_Exercise directions_
Transcribe the listing word for word.

:::::

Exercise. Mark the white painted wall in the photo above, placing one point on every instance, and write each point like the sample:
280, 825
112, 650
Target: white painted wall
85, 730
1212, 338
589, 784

:::::

_Problem solution_
Exercise. Mark the white painted wall in the photo above, placing one point on every instance, and write each point like the sample:
280, 825
112, 650
Target: white painted wall
85, 730
1212, 338
589, 784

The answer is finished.